Aim of the task: Pick up the first-person account of April 4 at the Lorraine Motel after its final sentence and carry it forward.

Passage provided:
- Opening Delimiter -

Every moment of that day stays fresh on Young’s mind, and he gave his first-person account of what he saw and felt before, during and after King’s death to The Undefeated.


I was in court all day long, and Martin had closed on such a poignant note the night before [at Mason Temple in downtown Memphis], when he came out to speak with a fever in the pouring-down rain. But there were 11,000 or 12,000 people there, and he dragged himself up, and that’s where he made that famous speech, ‘I’ve been to the mountaintop, and I’ve seen the promised land.’ He had been feeling really bad that day, and that next morning of April 4, I expected him to sleep late, and he probably did. But I had to be in court at 9 a.m. because we were challenging the injunction that wanted us to stop from marching [in Memphis for striking sanitation workers].

So after being in court that whole time, and really on the witness stand for about an hour, I returned to the Lorraine Motel just about 4 o’clock. Dr. King, his brother [Alfred Daniel Williams King, known as ‘AD’], Ralph Abernathy, well, they were all in his brother’s room downstairs, which was the bigger room. They had been eating catfish, because Memphis was famous for its catfish dinners and somebody had brought in a whole tray. So they were all eating and drinking that sweet tea, and they were laughing and having a great time, sort of like his old gang, the guys he grew up with.

When I came in, Martin started joking with me, saying, ‘Where have you been all day long? What have you been doing?’ I told him, ‘I’ve been in a courtroom this entire time, trying to keep you out of jail.’ And he laughed, and then he said, ‘You don’t have to keep ME out of jail.’ Then I told him I wanted him to be able to continue this march in Memphis. Then he said, ‘Why didn’t you call me?’ I usually didn’t talk back to Martin, but I did this time by saying something I normally wouldn’t have. That’s when he said, ‘Oh, so you’re a smartass, huh?’ I said, ‘No, I’ve been doing the best I can, and you all have been sitting around here eating catfish and I haven’t had anything to eat.’

That’s when somebody picked up a pillow and threw it at me, and I threw it back. The next thing you know, you’ve got Martin and Ralph and everybody grabbing pillows. It was one of these big rooms with two double beds and sort of suite, and then everybody started to pick on me. I made a feeble effort to fight back, but finally, Dr. Billy Kyles knocked on the door and said, ‘You all need to be getting ready. You’re supposed to be at my house for dinner at 6 p.m.’ The pillow fight stopped, and Martin said, ‘Well, I better get ready. I need to go upstairs and put my shirt and tie on.’ He left.

- Closing Delimiter -

Provided information:
- Opening Delimiter -

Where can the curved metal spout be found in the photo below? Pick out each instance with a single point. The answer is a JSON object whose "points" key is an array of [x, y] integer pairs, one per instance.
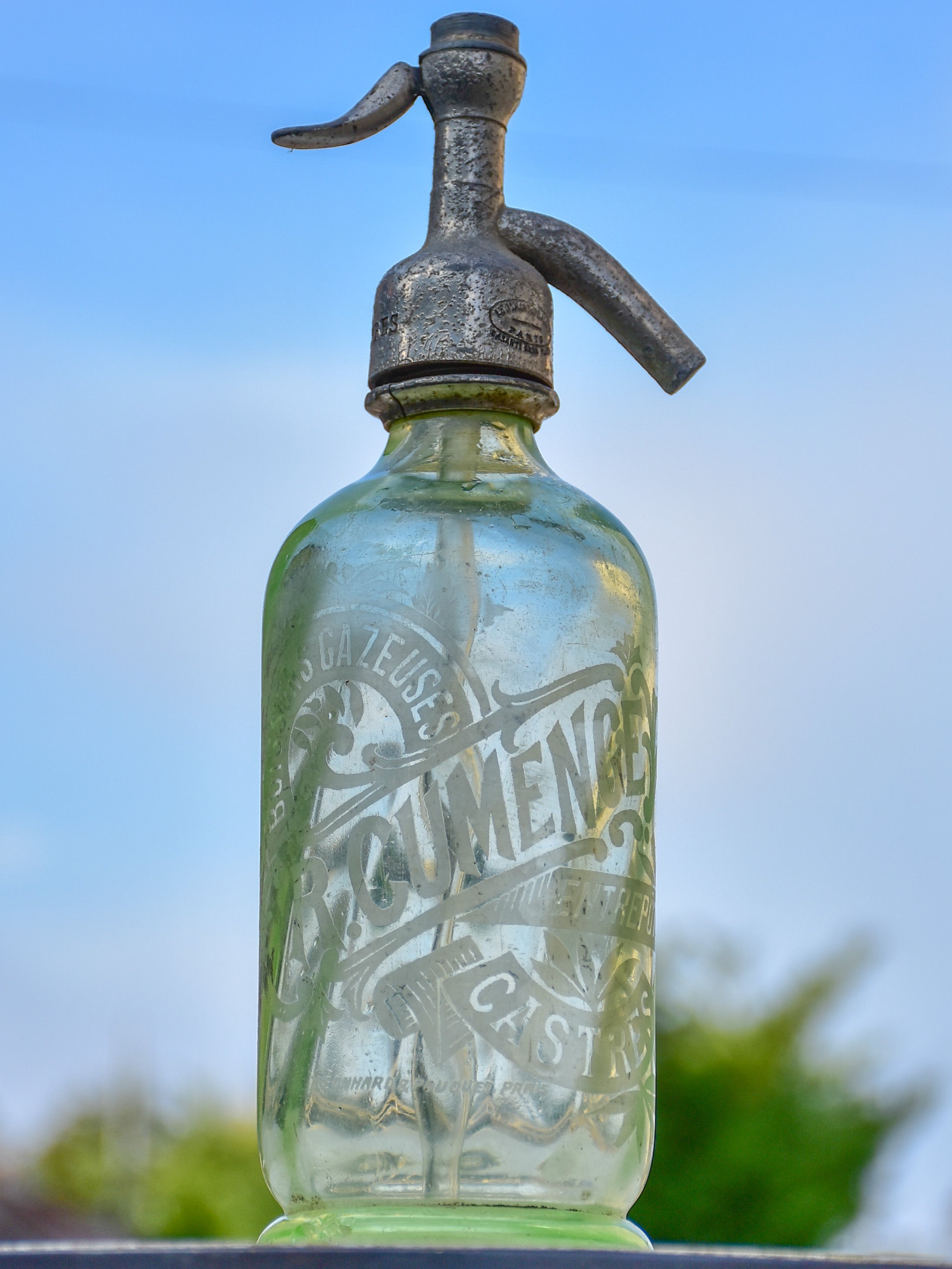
{"points": [[578, 267], [475, 300]]}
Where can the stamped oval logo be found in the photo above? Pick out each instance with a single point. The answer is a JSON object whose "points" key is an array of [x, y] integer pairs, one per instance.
{"points": [[522, 325]]}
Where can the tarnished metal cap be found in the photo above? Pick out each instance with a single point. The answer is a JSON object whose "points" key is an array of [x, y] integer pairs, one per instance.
{"points": [[475, 31], [470, 314]]}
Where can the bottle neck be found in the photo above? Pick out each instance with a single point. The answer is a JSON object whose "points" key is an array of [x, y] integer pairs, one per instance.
{"points": [[467, 177], [462, 446]]}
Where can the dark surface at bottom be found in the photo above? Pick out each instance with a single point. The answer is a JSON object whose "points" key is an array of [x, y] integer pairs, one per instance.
{"points": [[222, 1255]]}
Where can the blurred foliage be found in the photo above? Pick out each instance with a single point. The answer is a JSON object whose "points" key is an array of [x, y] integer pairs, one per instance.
{"points": [[193, 1176], [760, 1140]]}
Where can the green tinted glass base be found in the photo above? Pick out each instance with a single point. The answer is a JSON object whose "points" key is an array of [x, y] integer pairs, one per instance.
{"points": [[464, 1226]]}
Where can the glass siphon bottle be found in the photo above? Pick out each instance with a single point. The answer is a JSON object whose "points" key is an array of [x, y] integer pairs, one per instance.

- Closing Delimiter -

Task answer:
By the time Martin got his shirt and tie on, Ralph wasn’t dressed yet. But Martin came out on the balcony, and I was down in the parking lot with [civil rights activist] James Orange, who was about 6-foot-5 and 275 pounds, and I was even smaller than I am now. Despite our size difference, James and I liked to shadowbox. So we were shadowboxing in the parking lot, just clowning around, and at first I thought it was a firecracker.

That’s when I looked up, and I didn’t see him.

Martin wasn’t there.

So I ran up the stairs, and he was lying on the ground in a pool of blood. The rifle shot came from somewhere across the street, and the police were over there but they came running toward us. That’s when we all began pointing and shouting, ‘No, go back over there! The shot came from over there!’ But the police kept leaving the area from where the shot came from to run to where we were.

When I looked down again at Dr. King, my first reaction was that it was such a clean wound that it literally severed his spinal cord. You could see it. It wasn’t messy, just a very clean shot, and I realized he probably didn’t get a chance to hear it, and he probably didn’t feel anything. Even though he still had a little pulse, there was no way he could have survived that shot. I thought while looking at him, ‘You’re going to heaven and leaving us in hell. How are we going to get along without you? We were barely making it with you.’

We called [Coretta Scott King, Dr. King’s wife] and told her what happened, and the ambulance came to take him to the hospital. Even though I went to the hospital, I knew there was no hope.

On April 8, 1968, Coretta Scott King led 10,000 people in a march through Memphis in memory of her husband Martin Luther King, Jr., who had been killed just four days prior. In front row are (left to right) singer Harry Belafonte; King’s daughter, Yolande; sons Martin III and Exter; Mrs. King; Rev. Ralph Abernathy; and Rev. Andrew Young.

The thing that disturbed us the most was that people started rioting, and we kept trying to talk to the press about getting folks to realize that this isn’t what Dr. King would have wanted. But the reporters wanted to talk to the rioters more than they wanted to hear from us, and that was kind of tragic.

We left the hospital, and we got back to the motel about 10 o’clock that night, and we basically said, ‘Look. We have to keep Martin’s movement going.’ I don’t know how, but we already had planned to go to Washington with 24 different groups of poor people [for the Poor People’s March on Washington that spring]. For the first time, the movement wasn’t mostly black people, but we had invited several Appalachian groups, white groups from the big cities and rural areas, senior citizens, three or four Hispanic groups from the West Coast and Native American groups. It was following Martin’s desire to raise the question of poverty. From the very beginning, the civil rights movement was about leading America away from the triple evils of race, war and poverty.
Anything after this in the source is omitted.